» **Aim**:
Quote the data below word for word, starting at the line that contains "Locate every instance of the man's" and ending at the final line of the data.

Dataset excerpts on pointing to objects:
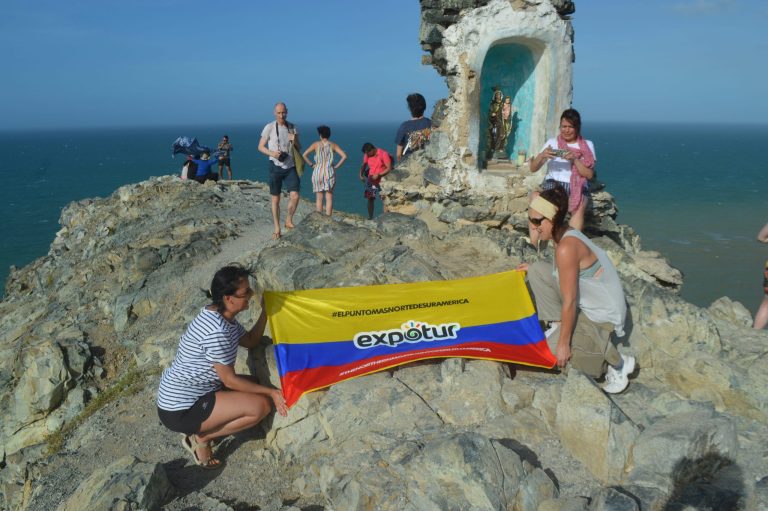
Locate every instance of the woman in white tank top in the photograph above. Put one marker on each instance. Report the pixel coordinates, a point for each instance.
(582, 293)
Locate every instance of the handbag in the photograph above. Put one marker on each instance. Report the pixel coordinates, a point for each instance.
(298, 160)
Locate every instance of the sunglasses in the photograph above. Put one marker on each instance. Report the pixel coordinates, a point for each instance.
(248, 293)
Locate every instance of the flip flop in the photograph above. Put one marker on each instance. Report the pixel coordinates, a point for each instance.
(191, 445)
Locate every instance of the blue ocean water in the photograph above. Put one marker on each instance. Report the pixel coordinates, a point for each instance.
(692, 192)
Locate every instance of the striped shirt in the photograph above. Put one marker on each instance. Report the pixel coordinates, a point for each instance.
(209, 339)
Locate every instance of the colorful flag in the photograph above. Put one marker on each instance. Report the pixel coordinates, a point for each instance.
(324, 336)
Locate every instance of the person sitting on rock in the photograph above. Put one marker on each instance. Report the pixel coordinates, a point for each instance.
(581, 295)
(204, 165)
(200, 395)
(761, 316)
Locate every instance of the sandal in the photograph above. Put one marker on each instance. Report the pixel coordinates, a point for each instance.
(190, 444)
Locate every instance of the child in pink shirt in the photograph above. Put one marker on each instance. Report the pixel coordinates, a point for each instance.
(379, 163)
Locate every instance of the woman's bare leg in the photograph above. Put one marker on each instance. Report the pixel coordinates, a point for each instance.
(329, 202)
(533, 234)
(577, 217)
(233, 412)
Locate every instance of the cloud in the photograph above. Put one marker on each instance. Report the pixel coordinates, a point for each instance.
(704, 7)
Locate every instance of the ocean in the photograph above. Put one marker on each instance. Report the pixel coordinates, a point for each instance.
(692, 192)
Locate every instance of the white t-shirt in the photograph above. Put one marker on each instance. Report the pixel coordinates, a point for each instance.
(209, 339)
(271, 135)
(559, 169)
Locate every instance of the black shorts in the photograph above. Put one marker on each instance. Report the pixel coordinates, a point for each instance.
(206, 177)
(189, 421)
(278, 175)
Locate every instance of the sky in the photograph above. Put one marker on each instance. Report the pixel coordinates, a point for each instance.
(90, 63)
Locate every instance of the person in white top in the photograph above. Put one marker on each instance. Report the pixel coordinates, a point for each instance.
(582, 296)
(277, 140)
(570, 163)
(200, 395)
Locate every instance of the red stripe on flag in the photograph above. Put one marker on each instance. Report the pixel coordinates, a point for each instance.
(297, 383)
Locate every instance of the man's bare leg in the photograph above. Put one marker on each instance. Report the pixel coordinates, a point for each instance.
(276, 216)
(293, 203)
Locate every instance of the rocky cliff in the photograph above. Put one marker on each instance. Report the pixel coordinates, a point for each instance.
(123, 277)
(85, 330)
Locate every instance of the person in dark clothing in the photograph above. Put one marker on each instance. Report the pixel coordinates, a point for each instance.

» **Result below**:
Locate every instance of the man's bare leg in the photograph above. Put one marker on each instance. Report the pixel coordinates, a point for each instance.
(276, 216)
(293, 203)
Locate every instance of the rocky cliff in the photograph above. Put one marker on each instance. Report the pixel coordinates, a point for each instance.
(123, 277)
(85, 330)
Locate every instance of the person in dark clothing in the photograph above. Put one marker on each instance. Report the pixel coordinates, a point for each instance.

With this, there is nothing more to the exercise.